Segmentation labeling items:
::::::::

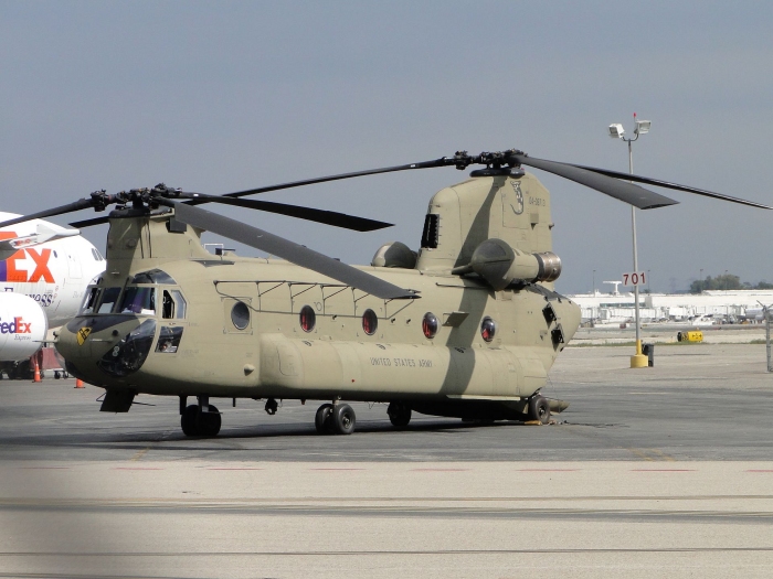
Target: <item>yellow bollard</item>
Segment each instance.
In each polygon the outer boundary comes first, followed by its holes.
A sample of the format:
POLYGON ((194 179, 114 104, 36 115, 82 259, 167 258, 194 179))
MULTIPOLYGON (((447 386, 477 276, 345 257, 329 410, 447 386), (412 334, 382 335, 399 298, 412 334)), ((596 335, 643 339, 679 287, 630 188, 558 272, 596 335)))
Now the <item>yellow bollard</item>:
POLYGON ((636 340, 636 354, 631 356, 631 367, 632 368, 646 368, 649 367, 649 358, 642 354, 642 341, 636 340))

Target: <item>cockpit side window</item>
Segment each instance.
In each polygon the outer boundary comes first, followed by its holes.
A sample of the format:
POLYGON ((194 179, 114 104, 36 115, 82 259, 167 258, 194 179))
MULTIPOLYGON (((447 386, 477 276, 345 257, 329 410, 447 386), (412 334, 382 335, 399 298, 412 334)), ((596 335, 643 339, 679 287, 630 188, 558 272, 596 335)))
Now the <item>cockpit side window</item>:
POLYGON ((163 290, 163 302, 161 305, 161 318, 165 320, 171 320, 174 318, 174 300, 169 294, 168 290, 163 290))
POLYGON ((161 318, 172 320, 177 318, 181 320, 186 317, 186 299, 180 290, 163 290, 161 318))
POLYGON ((100 288, 92 287, 88 288, 86 292, 86 299, 83 300, 83 307, 81 308, 81 313, 94 313, 97 302, 99 301, 100 288))
POLYGON ((180 290, 171 290, 171 291, 172 291, 172 299, 174 300, 174 303, 176 303, 176 310, 177 310, 176 318, 181 320, 186 317, 186 313, 188 310, 188 302, 186 302, 186 298, 182 297, 182 292, 180 290))
POLYGON ((126 288, 124 299, 120 302, 121 313, 156 313, 156 288, 141 288, 129 286, 126 288))
POLYGON ((422 232, 422 247, 436 249, 440 239, 441 216, 435 213, 427 213, 424 218, 424 230, 422 232))

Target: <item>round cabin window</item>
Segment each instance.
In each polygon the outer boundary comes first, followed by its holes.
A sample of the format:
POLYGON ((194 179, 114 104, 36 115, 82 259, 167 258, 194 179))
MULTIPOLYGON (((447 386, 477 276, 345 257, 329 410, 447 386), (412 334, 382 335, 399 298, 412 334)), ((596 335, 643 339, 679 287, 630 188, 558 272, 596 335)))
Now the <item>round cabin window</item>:
POLYGON ((426 312, 424 314, 424 319, 422 320, 422 331, 424 332, 424 335, 426 337, 428 337, 430 340, 435 337, 440 325, 441 324, 437 322, 437 317, 434 313, 426 312))
POLYGON ((486 342, 494 340, 494 334, 497 333, 497 324, 494 320, 486 317, 480 323, 480 335, 486 342))
POLYGON ((243 301, 237 301, 231 308, 231 322, 236 330, 244 330, 250 325, 250 308, 243 301))
POLYGON ((310 332, 314 330, 317 323, 317 314, 314 312, 314 308, 310 305, 304 305, 300 309, 300 328, 304 332, 310 332))
POLYGON ((362 330, 364 330, 368 335, 373 335, 378 328, 379 319, 375 317, 375 312, 373 310, 366 310, 366 313, 362 314, 362 330))

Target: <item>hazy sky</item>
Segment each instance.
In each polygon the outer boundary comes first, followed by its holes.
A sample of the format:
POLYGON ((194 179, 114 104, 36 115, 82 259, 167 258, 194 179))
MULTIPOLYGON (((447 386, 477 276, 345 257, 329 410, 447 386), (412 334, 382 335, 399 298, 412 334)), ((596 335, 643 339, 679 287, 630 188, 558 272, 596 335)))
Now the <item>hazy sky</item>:
MULTIPOLYGON (((611 122, 653 121, 636 173, 773 204, 773 3, 0 1, 0 210, 91 191, 226 193, 518 148, 627 171, 611 122)), ((550 189, 563 292, 632 269, 628 205, 550 189)), ((453 168, 264 195, 395 223, 358 234, 218 208, 351 264, 417 248, 453 168)), ((637 212, 653 291, 773 281, 773 212, 658 190, 637 212)), ((86 218, 81 213, 67 218, 86 218)), ((104 248, 106 227, 84 230, 104 248)), ((233 245, 233 244, 229 244, 233 245)), ((240 253, 252 255, 251 249, 240 253)))

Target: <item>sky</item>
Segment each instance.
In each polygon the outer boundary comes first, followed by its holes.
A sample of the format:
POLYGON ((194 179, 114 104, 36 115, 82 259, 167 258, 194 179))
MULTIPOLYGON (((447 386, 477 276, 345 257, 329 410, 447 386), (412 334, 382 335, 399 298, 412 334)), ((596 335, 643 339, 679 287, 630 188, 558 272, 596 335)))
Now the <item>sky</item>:
MULTIPOLYGON (((637 174, 773 204, 771 31, 763 1, 0 0, 0 211, 159 182, 221 194, 460 149, 627 171, 607 126, 631 132, 634 112, 653 124, 634 143, 637 174)), ((533 173, 551 191, 557 289, 608 290, 633 270, 629 206, 533 173)), ((430 197, 466 178, 261 196, 395 224, 367 234, 214 211, 369 264, 384 242, 417 249, 430 197)), ((680 204, 636 212, 652 291, 726 271, 773 281, 773 211, 656 191, 680 204)), ((106 226, 83 234, 104 249, 106 226)))

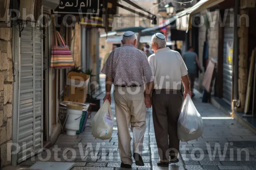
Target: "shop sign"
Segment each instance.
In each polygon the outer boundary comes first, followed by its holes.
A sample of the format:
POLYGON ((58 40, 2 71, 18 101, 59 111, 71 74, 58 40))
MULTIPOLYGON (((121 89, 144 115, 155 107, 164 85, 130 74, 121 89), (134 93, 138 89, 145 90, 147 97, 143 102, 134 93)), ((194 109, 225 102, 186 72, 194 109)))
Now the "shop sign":
POLYGON ((54 13, 78 16, 98 15, 102 13, 103 2, 103 0, 61 0, 54 13))

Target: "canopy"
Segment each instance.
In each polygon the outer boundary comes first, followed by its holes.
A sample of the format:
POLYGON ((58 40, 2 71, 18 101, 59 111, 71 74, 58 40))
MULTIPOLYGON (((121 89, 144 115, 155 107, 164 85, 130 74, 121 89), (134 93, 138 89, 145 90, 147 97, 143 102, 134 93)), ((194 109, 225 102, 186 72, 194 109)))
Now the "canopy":
POLYGON ((143 33, 147 31, 155 31, 156 30, 161 29, 162 28, 165 27, 170 24, 172 25, 173 24, 175 23, 175 22, 176 21, 176 16, 174 15, 168 19, 165 22, 160 24, 159 26, 157 26, 154 27, 150 27, 143 29, 142 31, 141 32, 143 33))

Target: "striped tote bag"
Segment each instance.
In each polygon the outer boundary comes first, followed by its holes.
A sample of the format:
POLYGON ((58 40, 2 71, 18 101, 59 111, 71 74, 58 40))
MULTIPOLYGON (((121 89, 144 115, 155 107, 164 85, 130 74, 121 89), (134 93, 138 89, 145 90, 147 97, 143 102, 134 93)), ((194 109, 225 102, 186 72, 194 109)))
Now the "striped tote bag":
POLYGON ((64 69, 75 66, 72 54, 68 46, 66 45, 60 33, 57 31, 53 32, 51 52, 51 68, 64 69))

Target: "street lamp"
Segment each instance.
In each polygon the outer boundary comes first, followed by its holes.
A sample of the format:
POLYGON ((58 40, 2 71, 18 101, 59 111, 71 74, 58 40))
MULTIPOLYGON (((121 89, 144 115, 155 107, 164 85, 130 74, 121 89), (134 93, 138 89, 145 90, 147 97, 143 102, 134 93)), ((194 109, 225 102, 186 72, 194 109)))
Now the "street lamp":
POLYGON ((174 6, 172 5, 172 3, 168 3, 166 5, 165 8, 166 8, 166 12, 169 14, 172 15, 174 12, 174 6))

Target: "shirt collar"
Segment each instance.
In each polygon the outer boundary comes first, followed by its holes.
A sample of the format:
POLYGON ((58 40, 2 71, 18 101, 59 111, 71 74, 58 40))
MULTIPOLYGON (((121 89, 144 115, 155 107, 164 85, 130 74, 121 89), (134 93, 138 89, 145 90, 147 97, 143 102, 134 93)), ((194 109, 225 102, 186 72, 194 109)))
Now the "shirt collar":
POLYGON ((129 47, 134 47, 134 46, 132 44, 125 44, 123 45, 123 46, 127 46, 129 47))
POLYGON ((168 50, 171 50, 171 49, 170 49, 170 48, 169 47, 165 47, 163 48, 158 49, 157 50, 157 52, 161 52, 161 51, 168 51, 168 50))

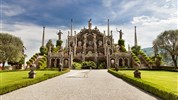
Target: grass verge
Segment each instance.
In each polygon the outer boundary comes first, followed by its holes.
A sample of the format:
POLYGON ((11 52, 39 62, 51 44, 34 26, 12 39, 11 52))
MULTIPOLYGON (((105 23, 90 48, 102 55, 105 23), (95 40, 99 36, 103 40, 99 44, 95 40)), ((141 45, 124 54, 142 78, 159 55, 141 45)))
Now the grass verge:
POLYGON ((67 69, 65 71, 35 71, 37 73, 36 78, 29 79, 29 71, 17 71, 17 72, 3 72, 1 74, 0 80, 0 95, 17 90, 22 87, 26 87, 41 81, 62 75, 69 72, 67 69))
POLYGON ((108 72, 145 91, 148 91, 156 96, 159 96, 160 98, 164 100, 178 100, 178 95, 176 93, 170 91, 169 89, 162 88, 161 86, 157 84, 154 84, 154 83, 142 80, 142 79, 134 78, 129 75, 119 73, 112 69, 109 69, 108 72))

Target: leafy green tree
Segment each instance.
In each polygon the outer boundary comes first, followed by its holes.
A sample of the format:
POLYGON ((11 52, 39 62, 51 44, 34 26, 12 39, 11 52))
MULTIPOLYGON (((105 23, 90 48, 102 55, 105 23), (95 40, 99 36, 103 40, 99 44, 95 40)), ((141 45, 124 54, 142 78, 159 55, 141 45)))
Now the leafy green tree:
POLYGON ((2 69, 4 69, 5 62, 19 62, 24 56, 23 49, 23 42, 20 38, 0 33, 0 62, 3 64, 2 69))
POLYGON ((40 55, 45 55, 45 54, 47 54, 47 48, 41 46, 41 47, 40 47, 40 55))
POLYGON ((171 56, 175 68, 178 61, 178 30, 168 30, 162 32, 153 42, 155 55, 162 51, 171 56))
POLYGON ((53 50, 54 44, 51 39, 48 40, 48 42, 46 43, 46 48, 49 50, 50 46, 51 46, 51 50, 53 50))
POLYGON ((56 47, 58 47, 58 46, 61 47, 62 43, 63 43, 62 40, 57 40, 56 41, 56 47))
POLYGON ((140 53, 141 47, 140 47, 140 46, 133 46, 131 49, 132 49, 132 52, 133 52, 136 56, 138 56, 139 53, 140 53))

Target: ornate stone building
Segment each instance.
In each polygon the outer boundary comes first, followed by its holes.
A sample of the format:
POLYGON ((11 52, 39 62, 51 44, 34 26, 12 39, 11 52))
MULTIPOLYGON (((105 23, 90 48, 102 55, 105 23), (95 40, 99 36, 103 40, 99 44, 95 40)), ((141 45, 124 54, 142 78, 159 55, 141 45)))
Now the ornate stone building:
MULTIPOLYGON (((121 52, 120 47, 114 44, 112 31, 102 33, 97 27, 92 29, 91 19, 88 21, 88 28, 83 28, 79 33, 74 31, 68 32, 67 45, 65 50, 61 48, 59 52, 48 52, 48 67, 58 67, 60 64, 63 67, 71 68, 72 62, 94 61, 105 62, 107 68, 117 66, 132 66, 132 57, 130 50, 121 52)), ((120 30, 120 39, 122 39, 122 31, 120 30)), ((61 40, 62 32, 59 31, 59 40, 61 40)))

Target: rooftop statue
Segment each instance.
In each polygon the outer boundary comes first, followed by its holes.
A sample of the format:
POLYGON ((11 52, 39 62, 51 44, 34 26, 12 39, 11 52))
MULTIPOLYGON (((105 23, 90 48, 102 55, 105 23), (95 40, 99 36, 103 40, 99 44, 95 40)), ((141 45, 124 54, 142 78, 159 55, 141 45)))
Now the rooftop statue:
POLYGON ((88 29, 91 29, 92 23, 91 23, 91 19, 88 21, 88 29))

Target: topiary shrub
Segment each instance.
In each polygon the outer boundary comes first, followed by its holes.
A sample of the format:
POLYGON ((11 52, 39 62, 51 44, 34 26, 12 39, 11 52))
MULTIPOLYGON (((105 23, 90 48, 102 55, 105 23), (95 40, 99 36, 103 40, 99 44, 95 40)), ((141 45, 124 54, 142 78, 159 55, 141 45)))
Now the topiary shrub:
POLYGON ((82 69, 90 69, 90 67, 96 69, 97 68, 96 63, 93 61, 82 62, 82 69))
POLYGON ((73 62, 72 63, 72 68, 73 69, 77 69, 77 70, 82 69, 82 64, 81 63, 77 63, 77 62, 73 62))

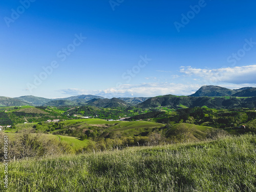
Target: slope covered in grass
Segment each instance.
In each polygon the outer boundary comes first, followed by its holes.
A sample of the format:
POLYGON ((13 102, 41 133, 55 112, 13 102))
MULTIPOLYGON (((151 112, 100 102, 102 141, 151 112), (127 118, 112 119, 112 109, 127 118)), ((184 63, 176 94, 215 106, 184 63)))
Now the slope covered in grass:
POLYGON ((6 191, 255 191, 255 151, 256 136, 246 135, 14 162, 6 191))

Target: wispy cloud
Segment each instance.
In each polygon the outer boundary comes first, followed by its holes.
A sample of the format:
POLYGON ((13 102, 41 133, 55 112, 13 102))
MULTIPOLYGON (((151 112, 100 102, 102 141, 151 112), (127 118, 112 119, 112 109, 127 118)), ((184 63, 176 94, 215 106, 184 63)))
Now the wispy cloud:
POLYGON ((242 84, 256 82, 256 65, 213 69, 182 67, 180 72, 188 76, 201 77, 209 82, 242 84))

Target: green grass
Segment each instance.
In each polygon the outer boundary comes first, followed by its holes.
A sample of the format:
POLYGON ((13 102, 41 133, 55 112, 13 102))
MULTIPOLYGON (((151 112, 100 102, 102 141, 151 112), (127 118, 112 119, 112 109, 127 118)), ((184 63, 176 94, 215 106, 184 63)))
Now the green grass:
POLYGON ((183 105, 182 104, 180 104, 179 105, 179 106, 180 107, 180 108, 183 108, 183 109, 187 109, 187 108, 188 108, 187 106, 185 106, 185 105, 183 105))
MULTIPOLYGON (((19 134, 18 133, 6 133, 6 134, 8 136, 9 139, 11 141, 15 141, 19 136, 19 134)), ((52 134, 43 134, 43 136, 44 137, 49 139, 56 139, 58 140, 60 139, 60 141, 63 141, 67 143, 72 147, 74 152, 87 146, 89 143, 88 139, 81 141, 79 138, 74 137, 52 134)))
MULTIPOLYGON (((255 191, 256 137, 9 163, 6 191, 255 191)), ((4 177, 0 164, 0 177, 4 177)))

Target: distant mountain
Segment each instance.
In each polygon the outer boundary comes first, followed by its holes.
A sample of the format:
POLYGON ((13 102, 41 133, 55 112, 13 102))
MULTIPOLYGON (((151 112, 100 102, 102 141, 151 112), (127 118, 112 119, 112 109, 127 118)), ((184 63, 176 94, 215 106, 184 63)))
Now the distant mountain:
POLYGON ((54 100, 44 104, 44 106, 75 106, 76 104, 76 102, 69 100, 54 100))
POLYGON ((140 108, 169 106, 175 109, 181 107, 194 108, 206 106, 209 108, 233 109, 255 108, 256 97, 248 98, 231 97, 176 96, 172 95, 153 97, 138 105, 140 108))
POLYGON ((55 100, 69 100, 71 101, 73 101, 74 100, 77 100, 79 99, 82 99, 86 101, 89 101, 92 99, 104 99, 104 98, 101 96, 92 95, 77 95, 75 96, 72 96, 67 98, 60 98, 60 99, 55 99, 55 100))
POLYGON ((23 96, 19 97, 15 97, 14 99, 28 102, 30 105, 32 106, 41 106, 52 100, 52 99, 35 97, 32 95, 23 96))
POLYGON ((116 98, 112 99, 93 99, 87 103, 88 105, 95 106, 98 108, 127 108, 130 105, 125 101, 116 98))
POLYGON ((204 86, 201 87, 194 94, 189 96, 191 97, 229 96, 236 93, 236 92, 234 90, 219 86, 204 86))
POLYGON ((256 88, 251 88, 250 89, 245 89, 232 96, 236 97, 255 97, 256 96, 256 88))
POLYGON ((25 101, 20 101, 17 99, 7 97, 0 97, 0 106, 22 106, 29 105, 30 103, 25 101))
POLYGON ((130 104, 132 105, 136 105, 136 104, 145 101, 150 98, 151 97, 118 97, 118 99, 125 101, 128 104, 130 104))

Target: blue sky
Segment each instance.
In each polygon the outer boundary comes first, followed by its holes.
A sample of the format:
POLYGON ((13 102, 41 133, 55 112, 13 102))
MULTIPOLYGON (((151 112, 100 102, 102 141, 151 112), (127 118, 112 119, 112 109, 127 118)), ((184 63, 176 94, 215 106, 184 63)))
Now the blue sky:
POLYGON ((3 0, 2 96, 255 87, 255 1, 3 0))

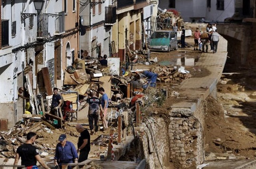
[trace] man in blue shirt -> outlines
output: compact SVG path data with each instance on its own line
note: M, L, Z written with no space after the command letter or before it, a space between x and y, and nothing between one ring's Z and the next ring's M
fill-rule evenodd
M107 56L106 54L104 54L103 56L103 59L100 60L100 63L103 66L107 66Z
M100 116L102 120L102 123L103 124L103 130L105 130L107 129L107 121L106 120L106 116L107 113L107 107L108 106L108 97L107 95L105 93L105 90L103 88L99 88L98 90L99 93L102 95L101 98L101 106L102 106L102 109L103 112L101 110L100 113Z
M78 155L73 143L66 141L66 134L61 134L59 137L59 143L56 146L54 161L55 166L58 165L62 168L62 164L77 163ZM68 166L71 169L71 166Z
M57 110L62 105L61 96L58 93L58 88L53 88L52 104L51 106L51 113L55 116L58 116Z

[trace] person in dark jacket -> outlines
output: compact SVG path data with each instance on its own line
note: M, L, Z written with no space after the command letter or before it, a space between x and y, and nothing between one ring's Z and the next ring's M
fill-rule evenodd
M180 43L181 43L181 48L185 48L185 30L184 26L181 26L181 35L180 36Z

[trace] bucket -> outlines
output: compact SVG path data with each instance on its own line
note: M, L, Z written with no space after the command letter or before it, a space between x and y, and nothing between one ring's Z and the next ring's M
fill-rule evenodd
M104 155L101 155L100 157L100 160L104 161Z
M58 124L58 120L56 119L53 120L53 124L55 125L57 125Z

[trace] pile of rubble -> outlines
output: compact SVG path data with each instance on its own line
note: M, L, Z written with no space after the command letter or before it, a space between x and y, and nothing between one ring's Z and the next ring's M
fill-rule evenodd
M174 9L168 9L160 11L158 18L157 28L158 29L171 29L174 23L180 28L184 25L183 19L181 18L180 13Z

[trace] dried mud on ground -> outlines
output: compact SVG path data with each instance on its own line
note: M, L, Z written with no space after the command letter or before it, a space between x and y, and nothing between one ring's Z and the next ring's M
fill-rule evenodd
M188 53L189 57L194 58L200 55L199 52L193 51L190 47L185 51L153 53L151 56L158 56L159 62L169 60L175 62L177 58L182 57L180 53ZM196 61L195 60L195 64ZM197 66L184 66L193 77L202 77L209 73L207 70L201 70ZM206 125L204 127L205 160L255 158L256 71L256 70L248 67L237 67L226 63L223 75L217 86L217 99L209 97L206 100ZM185 99L182 98L182 96L180 96L180 98L171 96L175 92L179 93L175 86L180 82L158 84L158 87L168 89L169 96L161 107L152 108L155 113L165 113L171 109L170 103Z
M223 73L217 86L218 101L208 99L204 131L206 160L256 156L256 70L234 67L225 66L224 72L232 73Z

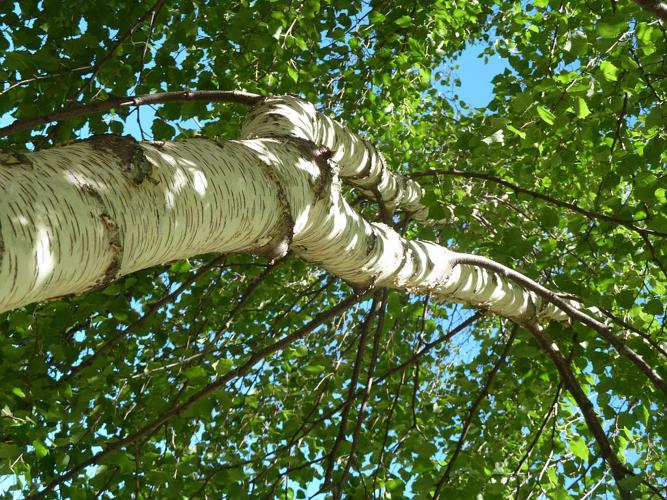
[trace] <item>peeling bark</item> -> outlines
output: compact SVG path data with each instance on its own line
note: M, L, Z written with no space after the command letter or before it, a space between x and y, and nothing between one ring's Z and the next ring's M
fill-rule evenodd
M309 104L267 99L243 136L159 146L94 138L26 155L30 168L1 164L0 312L198 254L292 249L356 287L428 293L520 321L567 319L503 273L356 213L341 179L416 211L421 188Z

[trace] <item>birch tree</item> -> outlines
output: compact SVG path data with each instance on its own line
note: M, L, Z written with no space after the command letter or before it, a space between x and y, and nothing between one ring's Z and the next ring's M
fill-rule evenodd
M664 496L662 4L279 4L1 7L3 491Z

::::::::

● GIVEN EXERCISE
Please rewrite the records above as a Markdown table with the columns Row and Line text, starting at the beginning of the records and going on through the line that contains "POLYGON ((636 340, 636", with a row number for each line and blank lines left out. Leave the pictures out of the table.

● FINISHED EXERCISE
| Row | Line text |
|---|---|
| 1 | Target: <item>yellow bollard</item> |
| 2 | Segment each instance. |
| 3 | In each polygon the outer boundary comes first, followed by its holes. |
| 4 | A sample of the format: |
| 5 | POLYGON ((194 179, 114 104, 36 115, 82 259, 167 258, 194 179)) |
| 6 | MULTIPOLYGON (((447 386, 477 276, 345 257, 329 410, 447 386), (412 334, 382 335, 399 298, 412 334)), ((596 335, 643 339, 679 287, 630 188, 558 272, 596 335))) |
| 7 | Now the <item>yellow bollard</item>: |
| 8 | POLYGON ((636 340, 636 354, 631 356, 631 367, 632 368, 646 368, 649 367, 649 358, 642 354, 642 341, 636 340)) |